## Direction
Write out again only the lines from the one with "point: bird's black" up to and including the one with "point: bare branch", keeping every line, including those without coordinates. Multiply each x and y coordinate by 0.45 and round it to a whole number, rounding halves up.

## Data supplied

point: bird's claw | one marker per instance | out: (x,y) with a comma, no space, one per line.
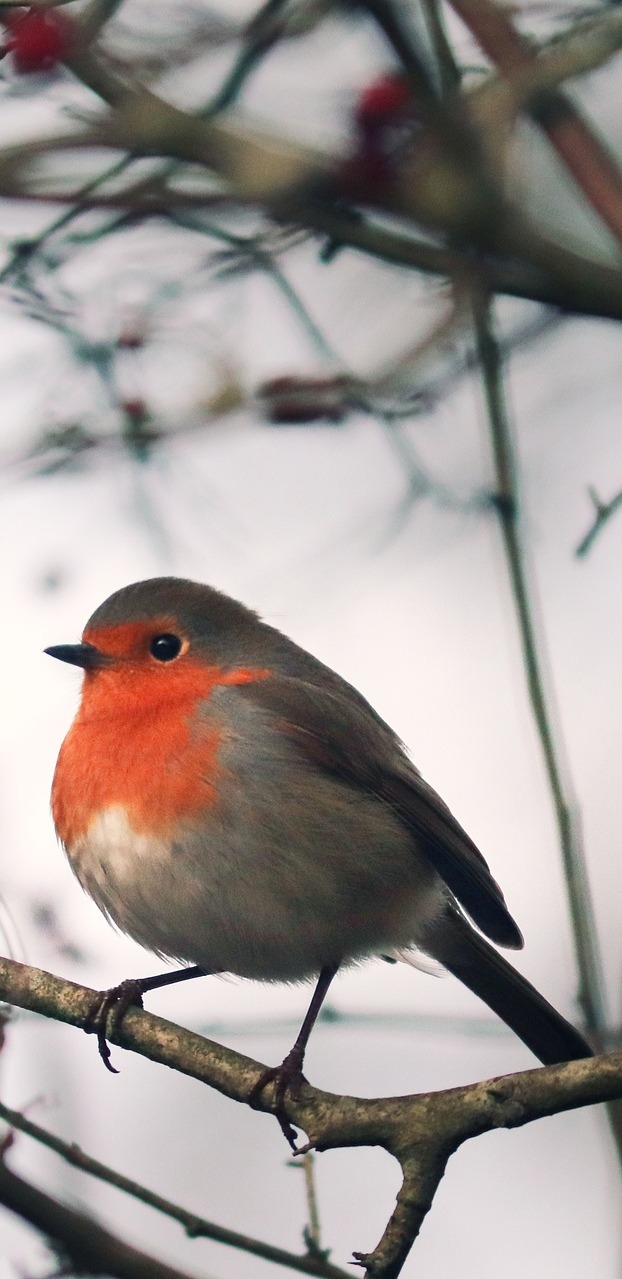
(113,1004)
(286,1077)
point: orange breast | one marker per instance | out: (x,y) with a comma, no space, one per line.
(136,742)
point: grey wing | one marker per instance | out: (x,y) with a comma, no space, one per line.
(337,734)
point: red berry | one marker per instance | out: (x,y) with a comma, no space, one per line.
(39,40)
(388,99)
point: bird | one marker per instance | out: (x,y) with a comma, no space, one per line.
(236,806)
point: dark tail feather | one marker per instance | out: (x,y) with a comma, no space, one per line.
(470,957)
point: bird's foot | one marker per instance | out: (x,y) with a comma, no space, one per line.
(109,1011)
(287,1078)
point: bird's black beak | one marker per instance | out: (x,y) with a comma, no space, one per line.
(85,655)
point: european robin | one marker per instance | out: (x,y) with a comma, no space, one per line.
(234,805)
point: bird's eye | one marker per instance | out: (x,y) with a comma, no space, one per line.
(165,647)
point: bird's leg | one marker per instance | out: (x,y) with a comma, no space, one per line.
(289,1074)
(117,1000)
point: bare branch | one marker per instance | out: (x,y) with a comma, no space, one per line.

--

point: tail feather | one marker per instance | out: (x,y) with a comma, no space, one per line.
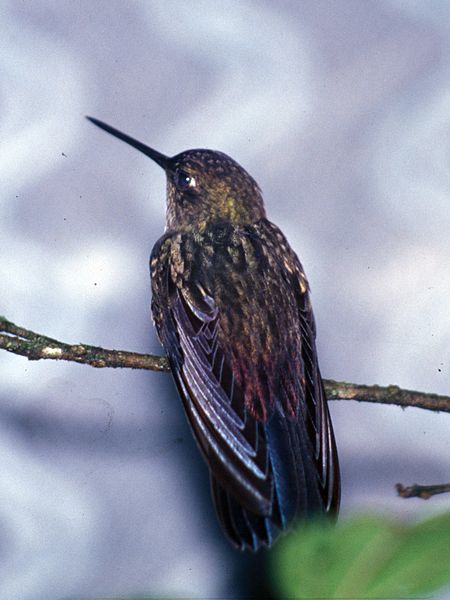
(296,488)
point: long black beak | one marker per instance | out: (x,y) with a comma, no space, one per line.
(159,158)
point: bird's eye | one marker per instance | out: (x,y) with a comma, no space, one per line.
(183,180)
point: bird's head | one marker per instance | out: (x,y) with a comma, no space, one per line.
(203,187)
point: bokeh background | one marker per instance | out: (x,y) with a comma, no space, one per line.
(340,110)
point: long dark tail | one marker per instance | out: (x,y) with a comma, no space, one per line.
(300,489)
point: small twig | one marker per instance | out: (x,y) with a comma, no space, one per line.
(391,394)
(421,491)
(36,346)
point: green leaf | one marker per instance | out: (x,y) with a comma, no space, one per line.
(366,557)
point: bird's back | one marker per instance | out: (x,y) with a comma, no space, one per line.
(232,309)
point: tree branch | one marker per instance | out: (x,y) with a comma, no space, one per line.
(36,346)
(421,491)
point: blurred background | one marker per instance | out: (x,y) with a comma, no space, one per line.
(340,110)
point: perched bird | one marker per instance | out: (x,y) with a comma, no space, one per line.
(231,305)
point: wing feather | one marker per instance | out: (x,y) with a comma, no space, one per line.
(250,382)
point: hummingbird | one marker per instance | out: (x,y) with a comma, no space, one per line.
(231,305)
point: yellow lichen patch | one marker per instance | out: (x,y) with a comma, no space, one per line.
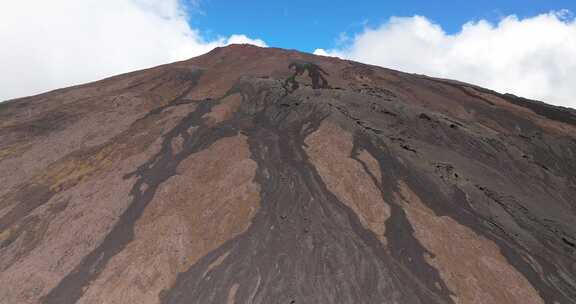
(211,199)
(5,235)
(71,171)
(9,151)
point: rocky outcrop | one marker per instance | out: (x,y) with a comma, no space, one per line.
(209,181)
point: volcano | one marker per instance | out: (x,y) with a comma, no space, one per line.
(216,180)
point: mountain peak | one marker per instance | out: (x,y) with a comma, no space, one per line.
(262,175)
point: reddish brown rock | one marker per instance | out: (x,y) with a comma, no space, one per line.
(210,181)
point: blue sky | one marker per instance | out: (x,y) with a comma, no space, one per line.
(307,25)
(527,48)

* * *

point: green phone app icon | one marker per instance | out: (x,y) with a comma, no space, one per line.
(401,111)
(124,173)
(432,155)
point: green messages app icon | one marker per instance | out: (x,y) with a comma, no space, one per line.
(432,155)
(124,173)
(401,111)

## Right answer
point: bird's black beak | one marker per instance | out: (x,y) with a comma, no space, one per line.
(38,295)
point: european robin | one marker per instance | out: (x,y) with a comma, no space, one per line.
(105,362)
point: bird's eye | one marker per instance | out: (x,y) with a comma, no space, one per line.
(74,291)
point: bird's leg | one marker per instance | out: (x,y) with a comma, no space, one per line.
(130,483)
(53,450)
point: bare branch | one marker per instance | out: (x,y) with a comma, no space, one per line.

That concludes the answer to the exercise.